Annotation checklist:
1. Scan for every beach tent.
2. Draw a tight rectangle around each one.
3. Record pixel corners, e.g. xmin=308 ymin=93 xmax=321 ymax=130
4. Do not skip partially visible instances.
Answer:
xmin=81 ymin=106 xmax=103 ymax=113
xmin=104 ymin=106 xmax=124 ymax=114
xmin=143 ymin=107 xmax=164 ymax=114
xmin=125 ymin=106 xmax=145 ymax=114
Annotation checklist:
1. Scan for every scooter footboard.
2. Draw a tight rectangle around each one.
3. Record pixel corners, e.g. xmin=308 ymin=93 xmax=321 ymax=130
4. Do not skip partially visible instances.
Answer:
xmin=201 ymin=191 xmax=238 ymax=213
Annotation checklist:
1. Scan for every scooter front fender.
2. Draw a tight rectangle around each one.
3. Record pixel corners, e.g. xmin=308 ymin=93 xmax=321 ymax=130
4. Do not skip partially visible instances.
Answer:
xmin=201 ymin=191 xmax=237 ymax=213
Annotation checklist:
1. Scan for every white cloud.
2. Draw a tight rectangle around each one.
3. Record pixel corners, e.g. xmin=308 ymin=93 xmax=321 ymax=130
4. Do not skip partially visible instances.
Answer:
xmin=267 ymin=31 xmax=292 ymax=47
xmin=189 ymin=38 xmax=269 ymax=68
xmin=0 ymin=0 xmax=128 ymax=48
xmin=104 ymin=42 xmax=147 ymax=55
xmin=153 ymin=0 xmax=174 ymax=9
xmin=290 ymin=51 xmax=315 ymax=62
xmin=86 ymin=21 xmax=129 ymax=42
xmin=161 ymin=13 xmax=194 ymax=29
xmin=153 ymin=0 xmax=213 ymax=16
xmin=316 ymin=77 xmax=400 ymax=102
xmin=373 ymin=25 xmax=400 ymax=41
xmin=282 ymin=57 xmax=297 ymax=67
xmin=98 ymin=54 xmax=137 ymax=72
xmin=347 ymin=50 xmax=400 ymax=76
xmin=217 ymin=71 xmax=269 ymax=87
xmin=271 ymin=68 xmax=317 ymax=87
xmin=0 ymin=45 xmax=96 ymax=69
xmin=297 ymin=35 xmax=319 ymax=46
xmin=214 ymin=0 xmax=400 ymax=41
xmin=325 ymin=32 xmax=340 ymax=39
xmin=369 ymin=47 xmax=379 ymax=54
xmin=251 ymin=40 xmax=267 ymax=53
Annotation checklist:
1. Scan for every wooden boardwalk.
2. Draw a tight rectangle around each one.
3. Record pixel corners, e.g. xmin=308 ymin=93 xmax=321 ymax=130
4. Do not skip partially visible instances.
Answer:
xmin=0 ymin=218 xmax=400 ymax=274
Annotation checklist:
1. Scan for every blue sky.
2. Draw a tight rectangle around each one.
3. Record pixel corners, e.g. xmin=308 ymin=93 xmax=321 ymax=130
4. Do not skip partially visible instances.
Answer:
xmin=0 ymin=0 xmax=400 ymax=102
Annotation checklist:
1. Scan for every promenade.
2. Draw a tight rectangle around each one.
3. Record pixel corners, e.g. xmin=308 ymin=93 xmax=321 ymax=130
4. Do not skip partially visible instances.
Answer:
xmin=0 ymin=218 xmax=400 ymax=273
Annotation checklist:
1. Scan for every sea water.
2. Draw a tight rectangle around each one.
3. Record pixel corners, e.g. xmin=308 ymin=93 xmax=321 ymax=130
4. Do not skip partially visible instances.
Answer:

Task goal: Convert the records, from their first line through the line holding "xmin=201 ymin=191 xmax=237 ymax=213", inclusive, into a Markdown table with the columns Row and Line. Leave out any blank lines.

Problem solution:
| Row | Line |
|---|---|
| 1 | Annotation checklist: |
| 2 | 1. Scan for every beach tent. |
| 3 | 2. Draw a tight rectangle around each one. |
| 4 | 3. Record pixel corners, e.g. xmin=308 ymin=93 xmax=321 ymax=130 |
| 5 | 4. Do not skip partially visible instances. |
| 6 | Answer: |
| 7 | xmin=81 ymin=106 xmax=103 ymax=113 |
| 8 | xmin=104 ymin=106 xmax=124 ymax=114 |
| 9 | xmin=143 ymin=107 xmax=164 ymax=114 |
| 10 | xmin=125 ymin=106 xmax=145 ymax=114 |
| 11 | Annotation checklist: |
| 12 | 1. Scan for every scooter footboard. |
| 13 | 2. Draw a tight rectangle around each one. |
| 14 | 3. Record pixel corners, e.g. xmin=308 ymin=93 xmax=321 ymax=130 |
| 15 | 4. Do not skip partially visible instances. |
| 16 | Answer: |
| 17 | xmin=201 ymin=191 xmax=238 ymax=213 |
| 18 | Annotation checklist: |
| 19 | 1. Scan for every scooter front fender. |
| 20 | 2. Draw a tight rectangle around each one. |
| 21 | 3. Record pixel corners, e.g. xmin=308 ymin=93 xmax=321 ymax=130 |
| 22 | 4. Do not skip partially visible instances. |
| 23 | Answer: |
| 24 | xmin=201 ymin=191 xmax=237 ymax=213 |